* **WHAT TO PRODUCE**:
Quote, word for word, the line containing "Note. One marker is placed on each instance of the wet" and all lines that follow it to the end of the records, with no pictures.
--- INPUT MATERIAL ---
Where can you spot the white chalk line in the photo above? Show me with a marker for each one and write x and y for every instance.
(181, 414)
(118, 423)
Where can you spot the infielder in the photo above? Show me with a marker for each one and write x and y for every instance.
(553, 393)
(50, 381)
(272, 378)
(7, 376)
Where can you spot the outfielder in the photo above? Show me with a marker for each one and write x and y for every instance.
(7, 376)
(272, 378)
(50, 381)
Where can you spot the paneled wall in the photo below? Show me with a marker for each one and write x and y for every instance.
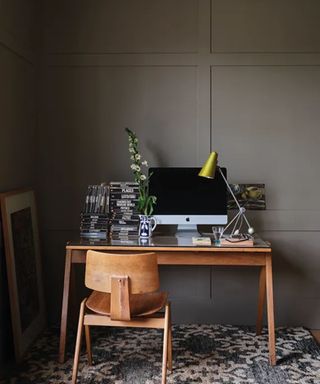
(17, 122)
(189, 76)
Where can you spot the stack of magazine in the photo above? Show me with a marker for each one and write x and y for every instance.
(124, 222)
(95, 215)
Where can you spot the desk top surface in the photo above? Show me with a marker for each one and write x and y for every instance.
(165, 243)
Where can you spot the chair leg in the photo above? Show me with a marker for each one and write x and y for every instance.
(165, 346)
(78, 343)
(88, 343)
(169, 364)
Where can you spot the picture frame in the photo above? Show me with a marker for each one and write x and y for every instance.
(22, 252)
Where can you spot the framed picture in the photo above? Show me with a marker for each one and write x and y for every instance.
(21, 243)
(250, 196)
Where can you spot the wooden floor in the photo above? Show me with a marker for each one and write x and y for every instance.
(316, 334)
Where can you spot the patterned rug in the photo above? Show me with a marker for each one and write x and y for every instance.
(201, 354)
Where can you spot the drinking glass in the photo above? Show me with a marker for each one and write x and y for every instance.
(217, 234)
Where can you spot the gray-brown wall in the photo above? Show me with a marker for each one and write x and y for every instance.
(238, 77)
(17, 119)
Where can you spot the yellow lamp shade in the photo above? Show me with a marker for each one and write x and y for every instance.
(209, 168)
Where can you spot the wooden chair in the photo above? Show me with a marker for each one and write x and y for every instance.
(125, 294)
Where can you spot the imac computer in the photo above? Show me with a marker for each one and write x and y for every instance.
(187, 200)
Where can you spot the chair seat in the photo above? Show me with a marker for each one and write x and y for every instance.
(140, 304)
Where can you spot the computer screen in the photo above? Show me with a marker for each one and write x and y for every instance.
(185, 198)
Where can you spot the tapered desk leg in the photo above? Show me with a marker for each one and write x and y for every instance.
(64, 312)
(261, 299)
(270, 311)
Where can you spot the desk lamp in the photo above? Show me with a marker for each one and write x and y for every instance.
(208, 170)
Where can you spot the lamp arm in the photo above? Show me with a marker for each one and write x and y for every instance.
(241, 209)
(229, 189)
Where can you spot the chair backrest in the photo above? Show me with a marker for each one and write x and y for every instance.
(141, 269)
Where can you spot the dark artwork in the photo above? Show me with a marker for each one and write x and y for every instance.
(250, 196)
(6, 341)
(25, 263)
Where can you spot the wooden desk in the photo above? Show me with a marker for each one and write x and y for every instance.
(180, 251)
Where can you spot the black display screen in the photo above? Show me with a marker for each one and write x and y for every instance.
(180, 191)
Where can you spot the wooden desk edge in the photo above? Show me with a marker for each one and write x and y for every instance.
(169, 249)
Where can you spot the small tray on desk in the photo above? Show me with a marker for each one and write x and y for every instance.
(237, 242)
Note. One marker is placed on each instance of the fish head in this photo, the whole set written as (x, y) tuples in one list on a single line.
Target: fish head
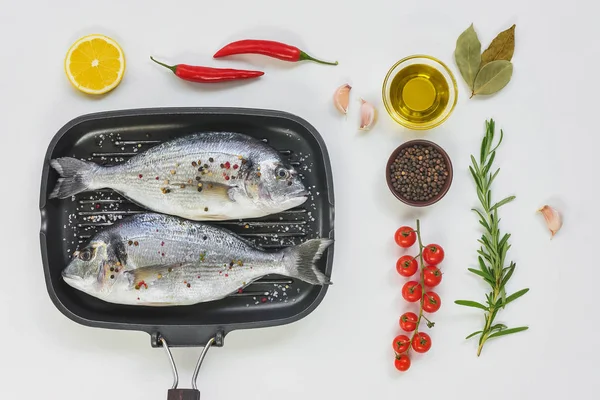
[(93, 269), (278, 186)]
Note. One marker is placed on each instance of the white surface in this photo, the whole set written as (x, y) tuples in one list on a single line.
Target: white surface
[(342, 350)]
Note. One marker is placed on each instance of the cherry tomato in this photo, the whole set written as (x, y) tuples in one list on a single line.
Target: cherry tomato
[(402, 362), (401, 343), (407, 266), (408, 322), (412, 291), (432, 276), (405, 236), (433, 254), (421, 342), (431, 302)]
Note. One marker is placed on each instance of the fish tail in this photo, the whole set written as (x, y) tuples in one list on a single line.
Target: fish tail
[(75, 176), (300, 261)]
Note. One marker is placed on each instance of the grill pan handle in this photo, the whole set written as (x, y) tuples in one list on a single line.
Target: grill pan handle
[(187, 336), (184, 394)]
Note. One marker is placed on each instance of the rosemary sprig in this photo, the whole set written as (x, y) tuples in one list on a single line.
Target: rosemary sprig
[(494, 246)]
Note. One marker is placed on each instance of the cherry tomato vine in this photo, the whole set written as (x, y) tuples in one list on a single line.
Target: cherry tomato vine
[(429, 275)]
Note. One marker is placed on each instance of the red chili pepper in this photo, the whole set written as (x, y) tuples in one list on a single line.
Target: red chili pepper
[(268, 48), (209, 75)]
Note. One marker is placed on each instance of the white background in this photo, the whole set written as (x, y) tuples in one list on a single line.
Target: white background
[(343, 349)]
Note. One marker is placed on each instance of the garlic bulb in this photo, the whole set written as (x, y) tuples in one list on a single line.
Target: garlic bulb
[(341, 98), (553, 219), (368, 115)]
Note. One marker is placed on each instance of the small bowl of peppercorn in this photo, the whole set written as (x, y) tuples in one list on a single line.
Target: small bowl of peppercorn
[(419, 173)]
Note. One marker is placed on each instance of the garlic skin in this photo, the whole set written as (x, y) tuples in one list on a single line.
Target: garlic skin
[(341, 98), (553, 219), (368, 115)]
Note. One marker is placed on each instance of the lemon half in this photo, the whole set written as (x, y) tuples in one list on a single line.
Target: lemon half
[(95, 64)]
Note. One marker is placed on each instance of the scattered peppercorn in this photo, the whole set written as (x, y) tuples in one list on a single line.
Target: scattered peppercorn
[(418, 173)]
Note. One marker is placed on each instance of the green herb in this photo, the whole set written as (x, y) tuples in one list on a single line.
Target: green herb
[(468, 55), (491, 71), (494, 246), (492, 77), (501, 48)]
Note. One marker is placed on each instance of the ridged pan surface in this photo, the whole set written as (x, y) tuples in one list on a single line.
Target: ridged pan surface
[(112, 137)]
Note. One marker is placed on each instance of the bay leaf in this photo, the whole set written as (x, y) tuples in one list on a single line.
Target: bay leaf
[(501, 48), (468, 55), (492, 77)]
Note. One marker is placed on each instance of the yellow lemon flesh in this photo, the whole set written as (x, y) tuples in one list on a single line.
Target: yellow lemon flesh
[(95, 64)]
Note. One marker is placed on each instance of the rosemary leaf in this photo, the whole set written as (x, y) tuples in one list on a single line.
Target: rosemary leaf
[(469, 303), (473, 334), (494, 244), (502, 202), (516, 295), (485, 276), (508, 331)]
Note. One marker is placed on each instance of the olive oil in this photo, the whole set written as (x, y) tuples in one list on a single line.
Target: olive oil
[(419, 94)]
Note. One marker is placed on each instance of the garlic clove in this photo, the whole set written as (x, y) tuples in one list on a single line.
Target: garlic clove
[(341, 98), (368, 115), (553, 219)]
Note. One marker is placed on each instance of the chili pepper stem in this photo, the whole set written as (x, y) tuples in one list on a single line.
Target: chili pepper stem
[(171, 67), (304, 56)]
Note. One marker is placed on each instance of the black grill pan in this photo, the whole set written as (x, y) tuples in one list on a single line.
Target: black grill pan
[(112, 137)]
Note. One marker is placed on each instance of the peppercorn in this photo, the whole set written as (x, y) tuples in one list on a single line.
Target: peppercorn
[(418, 173)]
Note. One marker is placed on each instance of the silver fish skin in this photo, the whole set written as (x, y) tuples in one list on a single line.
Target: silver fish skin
[(201, 177), (158, 260)]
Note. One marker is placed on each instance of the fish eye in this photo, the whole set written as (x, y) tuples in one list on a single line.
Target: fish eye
[(85, 255), (282, 173)]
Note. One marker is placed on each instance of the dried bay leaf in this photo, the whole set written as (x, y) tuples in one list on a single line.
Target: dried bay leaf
[(492, 77), (501, 48), (468, 55)]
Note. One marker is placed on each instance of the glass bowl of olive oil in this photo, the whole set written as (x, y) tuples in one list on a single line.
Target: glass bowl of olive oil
[(419, 92)]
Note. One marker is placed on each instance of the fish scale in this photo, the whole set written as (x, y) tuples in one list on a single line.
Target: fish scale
[(158, 260), (165, 178)]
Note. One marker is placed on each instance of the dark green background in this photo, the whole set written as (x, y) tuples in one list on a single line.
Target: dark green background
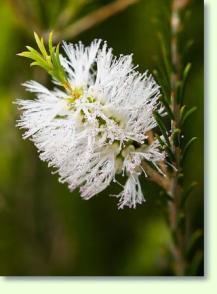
[(45, 229)]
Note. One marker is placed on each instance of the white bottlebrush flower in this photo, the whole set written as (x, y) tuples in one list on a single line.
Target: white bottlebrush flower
[(99, 127)]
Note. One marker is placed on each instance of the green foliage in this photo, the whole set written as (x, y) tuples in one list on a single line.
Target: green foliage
[(49, 61)]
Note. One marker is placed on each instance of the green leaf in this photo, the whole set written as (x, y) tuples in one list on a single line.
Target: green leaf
[(183, 83), (165, 56), (48, 60), (167, 106), (187, 193), (187, 113), (176, 136), (186, 148), (161, 126)]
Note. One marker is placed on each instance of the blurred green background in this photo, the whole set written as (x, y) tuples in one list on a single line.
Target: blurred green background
[(45, 229)]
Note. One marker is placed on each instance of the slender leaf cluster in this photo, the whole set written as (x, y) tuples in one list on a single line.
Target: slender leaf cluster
[(49, 59)]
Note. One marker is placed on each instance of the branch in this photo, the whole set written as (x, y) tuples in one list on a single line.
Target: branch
[(155, 177)]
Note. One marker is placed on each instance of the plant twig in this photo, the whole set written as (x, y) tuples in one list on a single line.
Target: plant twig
[(174, 208), (163, 182)]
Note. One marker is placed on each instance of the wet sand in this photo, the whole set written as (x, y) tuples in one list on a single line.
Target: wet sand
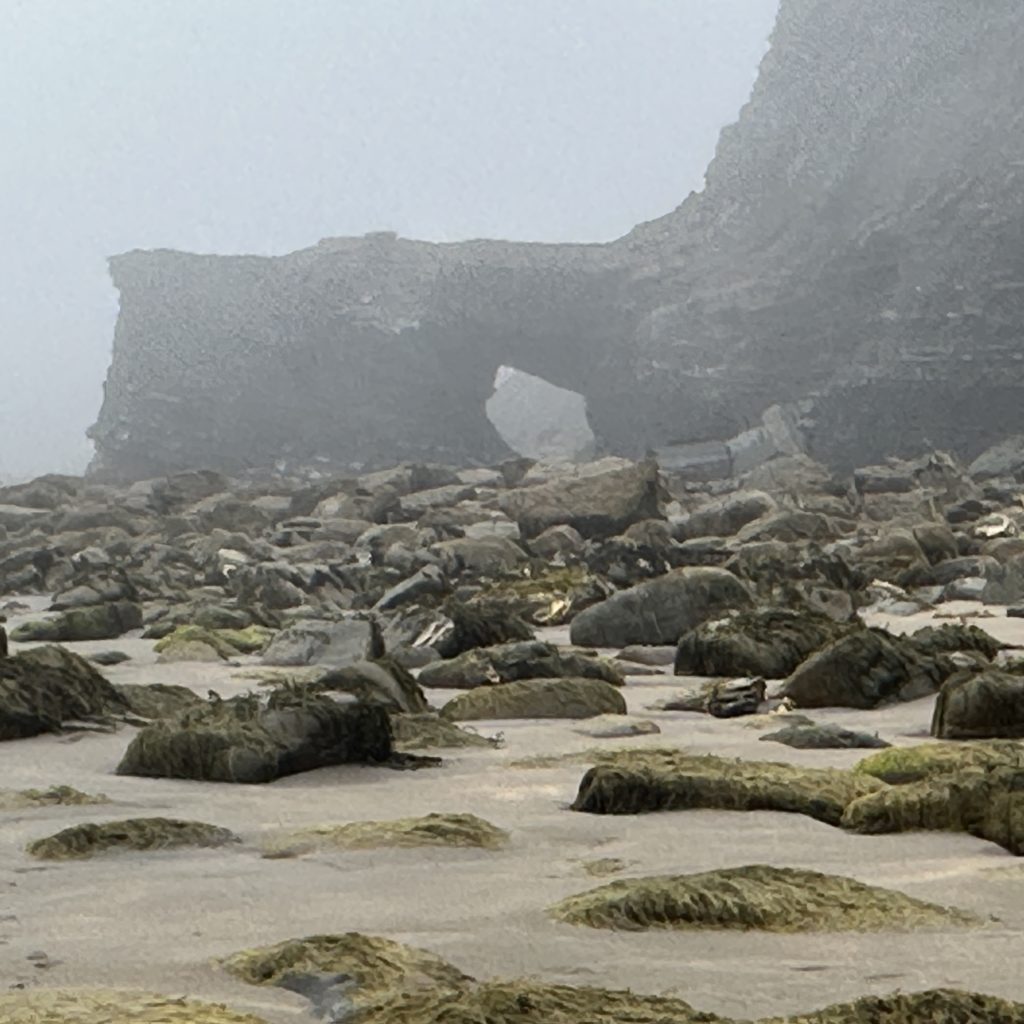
[(159, 921)]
---
* **ANSWER FOR THE TASK**:
Note. One marker is placed on each instance of the wet sand in this photo, the whole set written as (x, y) tuples in one list on a single line.
Target: wet sand
[(159, 921)]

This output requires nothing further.